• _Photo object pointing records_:
* * * * * * * * *
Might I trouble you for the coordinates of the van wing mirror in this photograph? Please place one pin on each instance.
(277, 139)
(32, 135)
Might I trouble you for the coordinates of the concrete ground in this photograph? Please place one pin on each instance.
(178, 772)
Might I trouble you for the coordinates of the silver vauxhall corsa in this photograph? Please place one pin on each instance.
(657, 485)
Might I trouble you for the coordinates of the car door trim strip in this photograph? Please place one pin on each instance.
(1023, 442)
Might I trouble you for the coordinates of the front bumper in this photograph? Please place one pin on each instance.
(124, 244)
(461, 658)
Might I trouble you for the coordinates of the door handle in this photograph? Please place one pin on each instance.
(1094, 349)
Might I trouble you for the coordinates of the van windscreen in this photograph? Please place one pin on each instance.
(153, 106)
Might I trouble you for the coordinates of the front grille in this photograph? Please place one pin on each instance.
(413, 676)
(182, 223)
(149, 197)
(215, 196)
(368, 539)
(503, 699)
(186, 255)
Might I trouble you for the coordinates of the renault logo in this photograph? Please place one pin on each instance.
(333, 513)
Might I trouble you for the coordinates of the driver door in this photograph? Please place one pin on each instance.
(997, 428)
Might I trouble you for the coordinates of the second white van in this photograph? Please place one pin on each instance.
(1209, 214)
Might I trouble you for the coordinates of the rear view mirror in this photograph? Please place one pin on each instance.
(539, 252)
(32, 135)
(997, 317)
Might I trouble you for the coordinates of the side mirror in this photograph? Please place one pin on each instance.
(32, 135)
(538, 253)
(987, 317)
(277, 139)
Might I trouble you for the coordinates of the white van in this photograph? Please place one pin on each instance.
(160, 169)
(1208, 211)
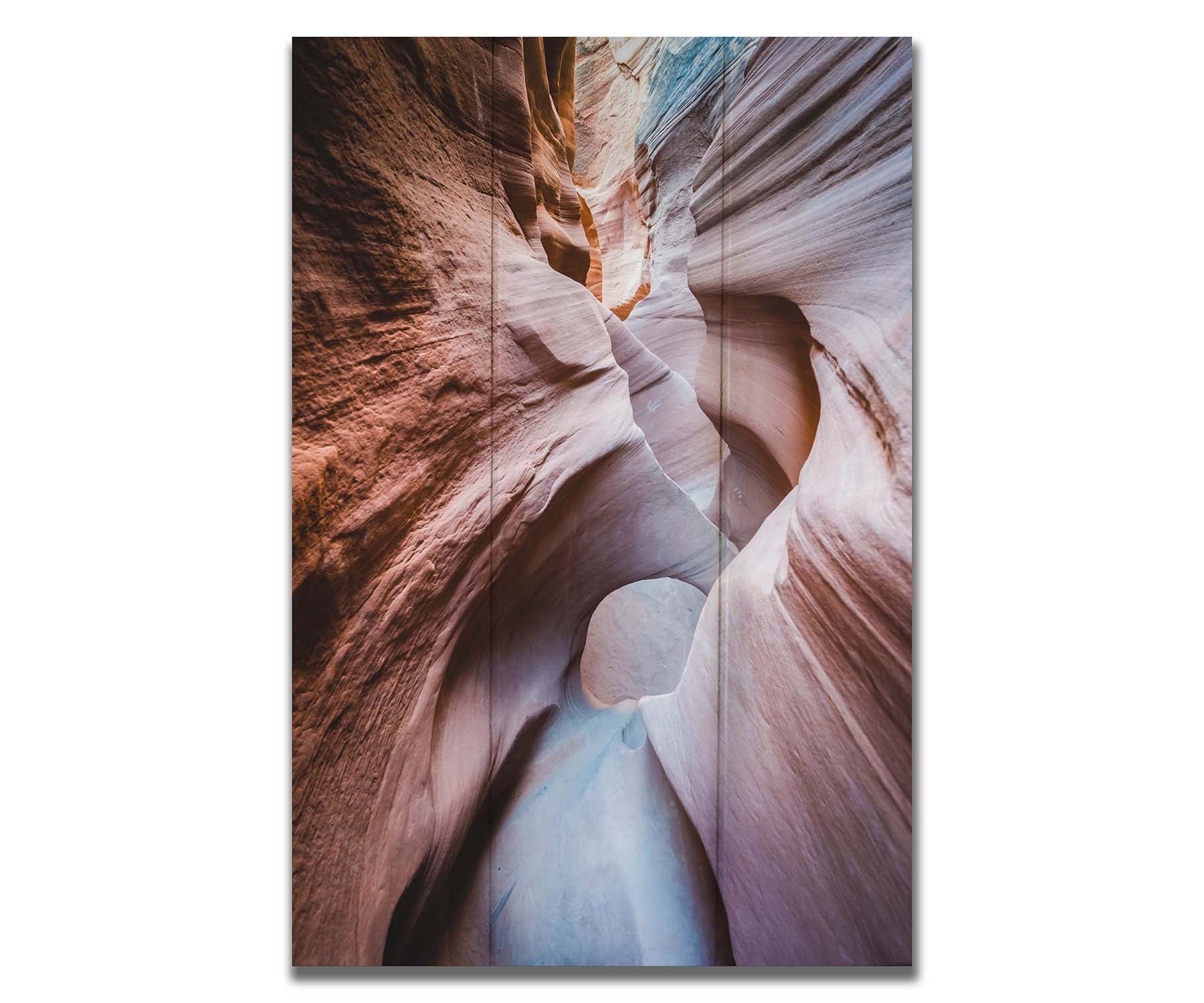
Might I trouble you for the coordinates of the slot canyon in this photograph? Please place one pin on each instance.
(602, 502)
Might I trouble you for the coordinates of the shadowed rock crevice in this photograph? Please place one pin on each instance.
(544, 713)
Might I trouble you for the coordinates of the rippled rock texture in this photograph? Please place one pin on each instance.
(601, 518)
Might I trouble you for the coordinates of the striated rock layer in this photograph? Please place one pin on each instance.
(544, 712)
(789, 738)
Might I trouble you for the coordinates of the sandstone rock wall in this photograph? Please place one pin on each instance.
(487, 458)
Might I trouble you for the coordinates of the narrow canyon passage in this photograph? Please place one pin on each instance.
(602, 502)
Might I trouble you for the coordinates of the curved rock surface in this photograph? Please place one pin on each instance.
(500, 485)
(799, 687)
(613, 76)
(638, 641)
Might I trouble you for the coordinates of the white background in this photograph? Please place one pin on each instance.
(144, 495)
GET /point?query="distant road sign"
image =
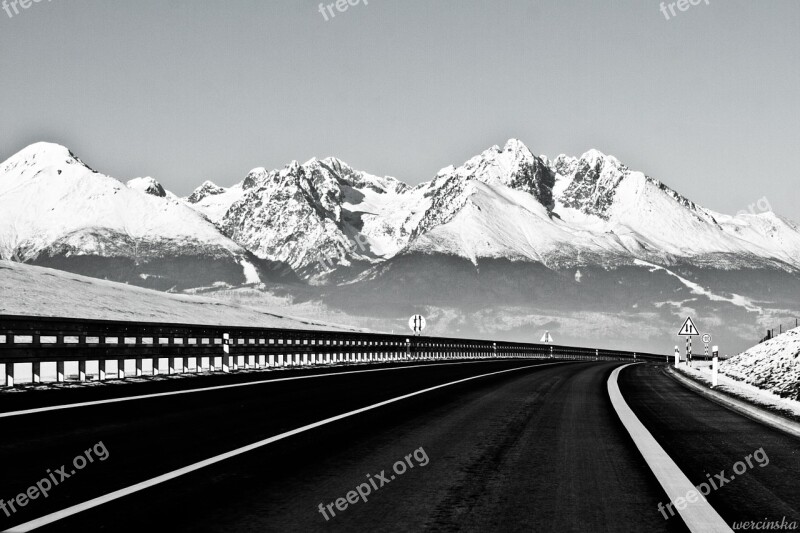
* * * * * * * * *
How many lines of the entries above contain the word "mirror"? Reply with the number only.

• _WRITTEN ANSWER_: 3